Content starts
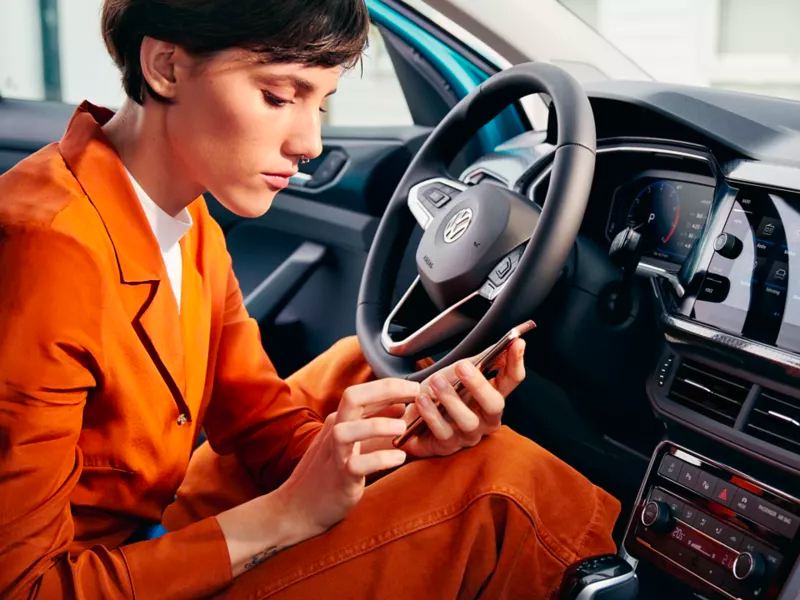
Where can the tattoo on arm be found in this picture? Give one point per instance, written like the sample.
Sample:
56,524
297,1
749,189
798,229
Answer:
257,559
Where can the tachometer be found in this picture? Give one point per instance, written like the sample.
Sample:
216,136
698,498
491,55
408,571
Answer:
656,213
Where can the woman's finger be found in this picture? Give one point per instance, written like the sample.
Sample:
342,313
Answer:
361,465
393,411
460,414
375,395
490,401
437,424
349,432
513,372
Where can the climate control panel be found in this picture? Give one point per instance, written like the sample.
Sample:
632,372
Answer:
722,532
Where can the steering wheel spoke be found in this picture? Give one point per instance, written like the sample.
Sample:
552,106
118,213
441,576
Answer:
470,231
398,337
427,198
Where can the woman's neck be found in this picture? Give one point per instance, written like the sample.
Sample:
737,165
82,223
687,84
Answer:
139,136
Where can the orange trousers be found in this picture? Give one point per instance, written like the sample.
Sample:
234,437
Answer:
500,520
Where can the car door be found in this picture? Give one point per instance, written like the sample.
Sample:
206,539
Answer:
299,265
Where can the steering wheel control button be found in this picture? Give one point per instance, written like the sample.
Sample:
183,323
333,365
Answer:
436,197
658,516
503,270
728,245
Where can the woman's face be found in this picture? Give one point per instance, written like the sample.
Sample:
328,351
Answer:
239,126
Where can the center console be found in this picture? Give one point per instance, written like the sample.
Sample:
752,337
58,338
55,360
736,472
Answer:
720,530
718,508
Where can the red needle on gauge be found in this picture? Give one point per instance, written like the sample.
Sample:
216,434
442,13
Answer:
675,220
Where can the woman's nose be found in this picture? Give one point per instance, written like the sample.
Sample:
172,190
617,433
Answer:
306,137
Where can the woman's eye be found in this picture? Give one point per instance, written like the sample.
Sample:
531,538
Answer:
274,100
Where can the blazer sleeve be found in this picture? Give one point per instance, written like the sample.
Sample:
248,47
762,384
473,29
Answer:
252,410
51,360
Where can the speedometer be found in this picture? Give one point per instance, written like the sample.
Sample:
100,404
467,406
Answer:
669,214
656,214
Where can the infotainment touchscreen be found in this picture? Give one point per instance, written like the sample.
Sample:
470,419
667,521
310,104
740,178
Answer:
752,287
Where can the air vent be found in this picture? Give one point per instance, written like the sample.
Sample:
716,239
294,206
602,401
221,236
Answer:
710,392
776,419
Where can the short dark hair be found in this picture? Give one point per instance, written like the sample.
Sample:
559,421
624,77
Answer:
323,33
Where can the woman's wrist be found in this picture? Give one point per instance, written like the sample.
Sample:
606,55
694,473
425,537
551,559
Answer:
259,529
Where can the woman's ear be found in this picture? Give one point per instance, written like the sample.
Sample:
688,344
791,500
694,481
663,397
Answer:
157,59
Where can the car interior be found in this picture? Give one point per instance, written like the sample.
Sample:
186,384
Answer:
650,230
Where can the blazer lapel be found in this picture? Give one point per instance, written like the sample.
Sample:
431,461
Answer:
145,284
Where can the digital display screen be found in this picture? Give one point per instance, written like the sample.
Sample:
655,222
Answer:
670,215
757,293
704,546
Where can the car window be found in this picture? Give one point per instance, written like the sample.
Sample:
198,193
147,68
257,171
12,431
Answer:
53,50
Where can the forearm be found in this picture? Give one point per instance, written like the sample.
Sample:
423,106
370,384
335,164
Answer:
260,528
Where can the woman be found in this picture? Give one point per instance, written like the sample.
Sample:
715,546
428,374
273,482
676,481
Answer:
123,333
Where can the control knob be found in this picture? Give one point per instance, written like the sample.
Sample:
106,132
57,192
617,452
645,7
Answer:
658,517
728,245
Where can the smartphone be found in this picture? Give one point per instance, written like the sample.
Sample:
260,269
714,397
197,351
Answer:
485,362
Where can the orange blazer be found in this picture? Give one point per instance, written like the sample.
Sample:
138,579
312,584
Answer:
104,383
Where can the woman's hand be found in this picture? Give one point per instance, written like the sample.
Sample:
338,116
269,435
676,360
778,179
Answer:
465,421
329,480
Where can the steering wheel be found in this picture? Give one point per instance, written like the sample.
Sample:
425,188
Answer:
488,256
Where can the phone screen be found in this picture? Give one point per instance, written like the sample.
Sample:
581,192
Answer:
485,362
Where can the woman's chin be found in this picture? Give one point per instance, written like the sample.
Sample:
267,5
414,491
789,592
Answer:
249,207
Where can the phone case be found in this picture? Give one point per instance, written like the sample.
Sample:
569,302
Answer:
484,361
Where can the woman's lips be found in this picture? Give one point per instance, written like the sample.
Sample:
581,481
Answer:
276,181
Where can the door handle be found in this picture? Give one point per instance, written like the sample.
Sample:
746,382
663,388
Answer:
272,295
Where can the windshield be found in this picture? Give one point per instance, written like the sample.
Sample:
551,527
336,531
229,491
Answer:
731,44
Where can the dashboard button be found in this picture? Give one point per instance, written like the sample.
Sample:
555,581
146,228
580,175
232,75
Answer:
732,537
705,484
774,517
743,502
728,245
688,514
715,288
724,492
659,495
689,475
670,467
773,558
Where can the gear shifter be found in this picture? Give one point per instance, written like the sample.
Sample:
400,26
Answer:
606,577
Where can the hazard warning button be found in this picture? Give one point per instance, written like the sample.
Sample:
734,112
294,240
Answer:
724,492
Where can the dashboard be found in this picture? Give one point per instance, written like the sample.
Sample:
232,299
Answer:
720,259
668,211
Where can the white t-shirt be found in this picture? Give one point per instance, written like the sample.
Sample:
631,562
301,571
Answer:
168,231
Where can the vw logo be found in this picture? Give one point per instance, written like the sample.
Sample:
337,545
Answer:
457,225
Content ends
→ **Work to be completed**
Copy all lines from the material that hold "dashboard".

→ **Exercise output**
Where can the dashboard button be found in this picture? Give one point per instance, written like the sample.
Where can the dashboard be found in this picture? Give one point per instance, written like the sample.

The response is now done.